→ Written task: Which lines in the data below contain the word "dark"? Pull out each of those lines and copy it in full.

→ Provided records:
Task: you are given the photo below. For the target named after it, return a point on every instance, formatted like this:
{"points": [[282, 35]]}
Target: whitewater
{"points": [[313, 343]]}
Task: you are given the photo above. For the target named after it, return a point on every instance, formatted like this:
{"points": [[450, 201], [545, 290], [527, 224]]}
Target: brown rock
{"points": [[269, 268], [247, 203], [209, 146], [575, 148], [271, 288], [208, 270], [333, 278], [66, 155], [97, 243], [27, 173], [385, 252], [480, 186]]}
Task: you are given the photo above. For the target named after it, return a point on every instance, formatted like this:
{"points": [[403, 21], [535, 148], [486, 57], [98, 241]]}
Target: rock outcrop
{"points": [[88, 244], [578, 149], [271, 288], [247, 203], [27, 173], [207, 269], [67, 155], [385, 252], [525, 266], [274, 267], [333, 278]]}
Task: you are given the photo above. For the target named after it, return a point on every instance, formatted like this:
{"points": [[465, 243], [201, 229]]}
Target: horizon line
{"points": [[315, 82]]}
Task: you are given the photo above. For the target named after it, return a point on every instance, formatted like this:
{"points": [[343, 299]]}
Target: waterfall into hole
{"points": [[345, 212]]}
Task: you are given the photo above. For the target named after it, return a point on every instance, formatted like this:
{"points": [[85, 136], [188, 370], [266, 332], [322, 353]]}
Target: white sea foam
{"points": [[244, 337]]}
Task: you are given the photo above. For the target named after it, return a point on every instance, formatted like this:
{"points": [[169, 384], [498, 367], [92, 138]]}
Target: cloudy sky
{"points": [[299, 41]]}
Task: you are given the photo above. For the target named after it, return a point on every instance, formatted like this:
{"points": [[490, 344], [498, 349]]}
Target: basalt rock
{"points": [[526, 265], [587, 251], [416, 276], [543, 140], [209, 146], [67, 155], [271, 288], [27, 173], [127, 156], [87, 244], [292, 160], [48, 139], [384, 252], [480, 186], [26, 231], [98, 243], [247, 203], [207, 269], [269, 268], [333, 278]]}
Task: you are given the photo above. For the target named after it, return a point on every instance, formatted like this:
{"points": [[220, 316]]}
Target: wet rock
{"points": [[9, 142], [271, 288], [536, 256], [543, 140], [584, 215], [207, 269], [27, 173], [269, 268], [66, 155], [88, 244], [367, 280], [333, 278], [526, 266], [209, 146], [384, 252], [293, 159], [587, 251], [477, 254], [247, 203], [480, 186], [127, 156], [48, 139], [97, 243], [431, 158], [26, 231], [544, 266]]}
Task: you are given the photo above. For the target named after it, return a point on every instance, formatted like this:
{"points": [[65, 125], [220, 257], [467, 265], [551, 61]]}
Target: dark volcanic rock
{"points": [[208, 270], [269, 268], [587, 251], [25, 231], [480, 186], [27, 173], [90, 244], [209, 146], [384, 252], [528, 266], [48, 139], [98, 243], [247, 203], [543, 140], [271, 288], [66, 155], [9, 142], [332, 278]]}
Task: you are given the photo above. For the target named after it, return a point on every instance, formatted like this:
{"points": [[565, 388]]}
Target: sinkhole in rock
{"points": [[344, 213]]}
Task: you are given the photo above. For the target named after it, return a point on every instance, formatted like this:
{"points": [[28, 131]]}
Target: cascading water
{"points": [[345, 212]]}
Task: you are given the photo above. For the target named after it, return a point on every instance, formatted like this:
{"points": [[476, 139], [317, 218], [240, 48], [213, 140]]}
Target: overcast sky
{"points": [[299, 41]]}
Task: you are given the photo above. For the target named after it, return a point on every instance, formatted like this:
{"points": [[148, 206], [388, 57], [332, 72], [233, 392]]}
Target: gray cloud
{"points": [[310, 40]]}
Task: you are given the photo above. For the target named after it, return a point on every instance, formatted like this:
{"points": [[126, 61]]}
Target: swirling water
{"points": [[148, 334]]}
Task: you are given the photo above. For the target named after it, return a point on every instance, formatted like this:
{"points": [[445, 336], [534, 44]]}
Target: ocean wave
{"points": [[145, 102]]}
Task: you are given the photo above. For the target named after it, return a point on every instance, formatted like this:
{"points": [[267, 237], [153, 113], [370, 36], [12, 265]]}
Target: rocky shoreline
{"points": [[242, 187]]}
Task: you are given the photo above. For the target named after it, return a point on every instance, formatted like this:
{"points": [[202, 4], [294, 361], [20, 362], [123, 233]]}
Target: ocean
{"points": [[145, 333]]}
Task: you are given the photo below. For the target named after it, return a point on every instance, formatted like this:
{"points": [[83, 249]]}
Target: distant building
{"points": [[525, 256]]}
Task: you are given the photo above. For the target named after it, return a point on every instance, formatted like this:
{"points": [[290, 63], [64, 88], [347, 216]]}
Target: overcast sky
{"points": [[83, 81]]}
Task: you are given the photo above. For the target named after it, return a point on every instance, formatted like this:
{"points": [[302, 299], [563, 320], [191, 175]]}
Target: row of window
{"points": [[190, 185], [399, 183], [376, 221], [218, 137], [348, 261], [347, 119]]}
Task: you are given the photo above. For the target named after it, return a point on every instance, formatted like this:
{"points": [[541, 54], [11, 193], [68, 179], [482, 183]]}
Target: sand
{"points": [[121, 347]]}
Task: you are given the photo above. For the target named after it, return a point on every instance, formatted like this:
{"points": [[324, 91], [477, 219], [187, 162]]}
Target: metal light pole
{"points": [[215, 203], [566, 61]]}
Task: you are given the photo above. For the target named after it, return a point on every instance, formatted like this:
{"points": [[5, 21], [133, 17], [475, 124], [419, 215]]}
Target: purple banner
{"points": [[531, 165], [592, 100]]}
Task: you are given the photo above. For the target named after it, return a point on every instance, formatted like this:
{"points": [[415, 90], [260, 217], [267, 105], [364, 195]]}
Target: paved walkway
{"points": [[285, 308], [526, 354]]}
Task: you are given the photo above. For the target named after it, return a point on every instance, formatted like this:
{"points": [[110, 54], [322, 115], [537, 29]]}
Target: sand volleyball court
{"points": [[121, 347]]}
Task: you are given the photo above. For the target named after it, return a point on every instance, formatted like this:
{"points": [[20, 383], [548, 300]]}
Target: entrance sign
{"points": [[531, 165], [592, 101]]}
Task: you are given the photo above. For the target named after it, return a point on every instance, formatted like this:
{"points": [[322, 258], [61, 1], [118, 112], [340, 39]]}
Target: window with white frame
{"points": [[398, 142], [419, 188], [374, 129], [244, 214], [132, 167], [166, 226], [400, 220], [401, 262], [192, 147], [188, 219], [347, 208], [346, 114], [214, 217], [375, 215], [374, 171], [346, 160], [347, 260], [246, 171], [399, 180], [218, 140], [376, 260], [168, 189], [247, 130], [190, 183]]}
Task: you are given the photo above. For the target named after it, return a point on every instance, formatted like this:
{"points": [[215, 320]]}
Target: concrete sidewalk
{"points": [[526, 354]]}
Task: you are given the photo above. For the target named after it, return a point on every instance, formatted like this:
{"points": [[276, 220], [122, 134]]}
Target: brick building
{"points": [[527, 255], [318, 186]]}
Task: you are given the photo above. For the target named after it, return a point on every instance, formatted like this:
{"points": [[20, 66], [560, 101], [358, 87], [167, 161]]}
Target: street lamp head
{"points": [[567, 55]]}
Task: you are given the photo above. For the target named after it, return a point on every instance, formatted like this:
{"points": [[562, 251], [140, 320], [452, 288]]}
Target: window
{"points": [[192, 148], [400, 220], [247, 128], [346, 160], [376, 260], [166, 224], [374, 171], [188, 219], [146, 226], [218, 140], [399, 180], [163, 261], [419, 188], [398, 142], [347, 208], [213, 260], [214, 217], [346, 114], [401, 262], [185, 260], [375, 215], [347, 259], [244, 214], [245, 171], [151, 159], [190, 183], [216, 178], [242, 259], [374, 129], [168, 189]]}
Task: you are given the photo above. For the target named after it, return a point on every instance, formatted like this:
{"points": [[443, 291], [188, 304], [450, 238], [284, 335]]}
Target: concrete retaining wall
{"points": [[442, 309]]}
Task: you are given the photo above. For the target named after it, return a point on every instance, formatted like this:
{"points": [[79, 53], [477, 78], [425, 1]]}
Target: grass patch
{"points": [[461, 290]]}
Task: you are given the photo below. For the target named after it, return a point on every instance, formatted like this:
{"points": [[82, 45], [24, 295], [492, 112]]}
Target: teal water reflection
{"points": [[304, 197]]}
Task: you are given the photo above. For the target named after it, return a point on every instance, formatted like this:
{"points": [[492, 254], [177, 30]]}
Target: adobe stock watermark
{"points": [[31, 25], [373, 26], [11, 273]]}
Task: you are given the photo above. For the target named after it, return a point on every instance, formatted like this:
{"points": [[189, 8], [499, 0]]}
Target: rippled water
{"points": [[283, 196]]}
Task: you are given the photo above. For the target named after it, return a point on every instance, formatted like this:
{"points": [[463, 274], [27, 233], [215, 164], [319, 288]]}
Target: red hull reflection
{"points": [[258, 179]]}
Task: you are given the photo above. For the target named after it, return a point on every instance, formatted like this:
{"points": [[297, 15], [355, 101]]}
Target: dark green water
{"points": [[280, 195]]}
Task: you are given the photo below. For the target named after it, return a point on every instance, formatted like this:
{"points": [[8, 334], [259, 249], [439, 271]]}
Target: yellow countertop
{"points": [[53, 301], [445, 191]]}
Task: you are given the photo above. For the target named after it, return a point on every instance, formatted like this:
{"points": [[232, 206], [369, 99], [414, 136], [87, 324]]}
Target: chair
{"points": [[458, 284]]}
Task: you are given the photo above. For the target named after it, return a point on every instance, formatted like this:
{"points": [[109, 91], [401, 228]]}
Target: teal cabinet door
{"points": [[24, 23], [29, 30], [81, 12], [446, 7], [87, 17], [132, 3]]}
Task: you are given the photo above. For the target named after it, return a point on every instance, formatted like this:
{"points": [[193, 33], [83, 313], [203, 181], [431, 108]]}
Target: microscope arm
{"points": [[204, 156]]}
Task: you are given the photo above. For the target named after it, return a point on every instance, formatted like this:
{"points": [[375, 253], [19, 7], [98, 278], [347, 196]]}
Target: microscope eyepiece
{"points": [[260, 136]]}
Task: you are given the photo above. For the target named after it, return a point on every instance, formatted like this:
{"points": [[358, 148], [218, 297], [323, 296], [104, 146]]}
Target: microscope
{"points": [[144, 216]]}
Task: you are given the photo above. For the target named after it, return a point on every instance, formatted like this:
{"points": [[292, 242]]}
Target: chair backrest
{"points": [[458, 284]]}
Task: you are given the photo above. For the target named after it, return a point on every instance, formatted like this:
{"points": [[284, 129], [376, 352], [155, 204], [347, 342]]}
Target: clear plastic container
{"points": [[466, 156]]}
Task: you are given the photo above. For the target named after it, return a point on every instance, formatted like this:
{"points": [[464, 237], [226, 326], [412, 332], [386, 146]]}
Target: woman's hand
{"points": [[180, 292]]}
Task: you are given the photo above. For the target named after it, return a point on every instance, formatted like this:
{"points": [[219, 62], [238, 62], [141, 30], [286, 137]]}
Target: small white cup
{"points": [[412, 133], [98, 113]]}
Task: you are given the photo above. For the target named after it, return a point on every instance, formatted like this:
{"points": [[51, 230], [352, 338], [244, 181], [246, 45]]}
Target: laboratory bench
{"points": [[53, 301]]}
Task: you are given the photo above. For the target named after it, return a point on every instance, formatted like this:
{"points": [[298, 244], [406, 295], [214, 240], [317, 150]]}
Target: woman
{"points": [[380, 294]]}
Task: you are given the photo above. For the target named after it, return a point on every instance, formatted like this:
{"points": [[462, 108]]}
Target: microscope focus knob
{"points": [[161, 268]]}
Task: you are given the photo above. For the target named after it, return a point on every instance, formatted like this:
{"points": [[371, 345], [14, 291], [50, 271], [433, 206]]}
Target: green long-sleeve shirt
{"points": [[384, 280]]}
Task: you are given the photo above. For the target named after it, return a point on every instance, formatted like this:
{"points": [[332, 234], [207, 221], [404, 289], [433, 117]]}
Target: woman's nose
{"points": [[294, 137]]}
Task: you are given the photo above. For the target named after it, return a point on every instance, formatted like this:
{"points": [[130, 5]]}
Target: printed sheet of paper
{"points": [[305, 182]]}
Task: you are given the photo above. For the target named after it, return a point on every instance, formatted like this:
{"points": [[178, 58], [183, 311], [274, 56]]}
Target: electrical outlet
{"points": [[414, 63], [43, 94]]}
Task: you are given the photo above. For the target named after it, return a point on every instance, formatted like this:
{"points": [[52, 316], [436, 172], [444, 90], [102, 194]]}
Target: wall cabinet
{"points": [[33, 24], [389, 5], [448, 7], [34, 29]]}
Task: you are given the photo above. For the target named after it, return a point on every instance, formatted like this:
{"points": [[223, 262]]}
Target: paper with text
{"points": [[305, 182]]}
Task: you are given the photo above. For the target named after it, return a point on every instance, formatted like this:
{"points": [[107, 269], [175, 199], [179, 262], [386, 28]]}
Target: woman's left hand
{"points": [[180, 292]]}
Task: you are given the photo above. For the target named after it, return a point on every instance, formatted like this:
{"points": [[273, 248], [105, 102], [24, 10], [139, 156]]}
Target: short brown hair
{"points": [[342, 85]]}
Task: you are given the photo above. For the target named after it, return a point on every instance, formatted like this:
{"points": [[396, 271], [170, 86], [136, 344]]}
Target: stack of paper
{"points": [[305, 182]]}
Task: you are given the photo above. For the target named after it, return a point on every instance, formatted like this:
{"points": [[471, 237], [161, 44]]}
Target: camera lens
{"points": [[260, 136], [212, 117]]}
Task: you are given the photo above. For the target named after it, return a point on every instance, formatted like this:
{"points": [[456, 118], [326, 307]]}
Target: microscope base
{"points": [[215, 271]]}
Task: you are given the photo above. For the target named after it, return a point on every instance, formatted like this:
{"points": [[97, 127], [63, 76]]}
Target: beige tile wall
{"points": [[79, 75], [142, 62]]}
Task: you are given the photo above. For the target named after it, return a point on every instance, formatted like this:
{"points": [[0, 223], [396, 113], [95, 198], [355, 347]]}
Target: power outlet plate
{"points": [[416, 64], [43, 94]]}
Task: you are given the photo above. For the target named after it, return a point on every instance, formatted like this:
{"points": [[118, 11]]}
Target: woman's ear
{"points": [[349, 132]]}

→ Response to the task:
Target: dark volcanic rock
Target: dark green water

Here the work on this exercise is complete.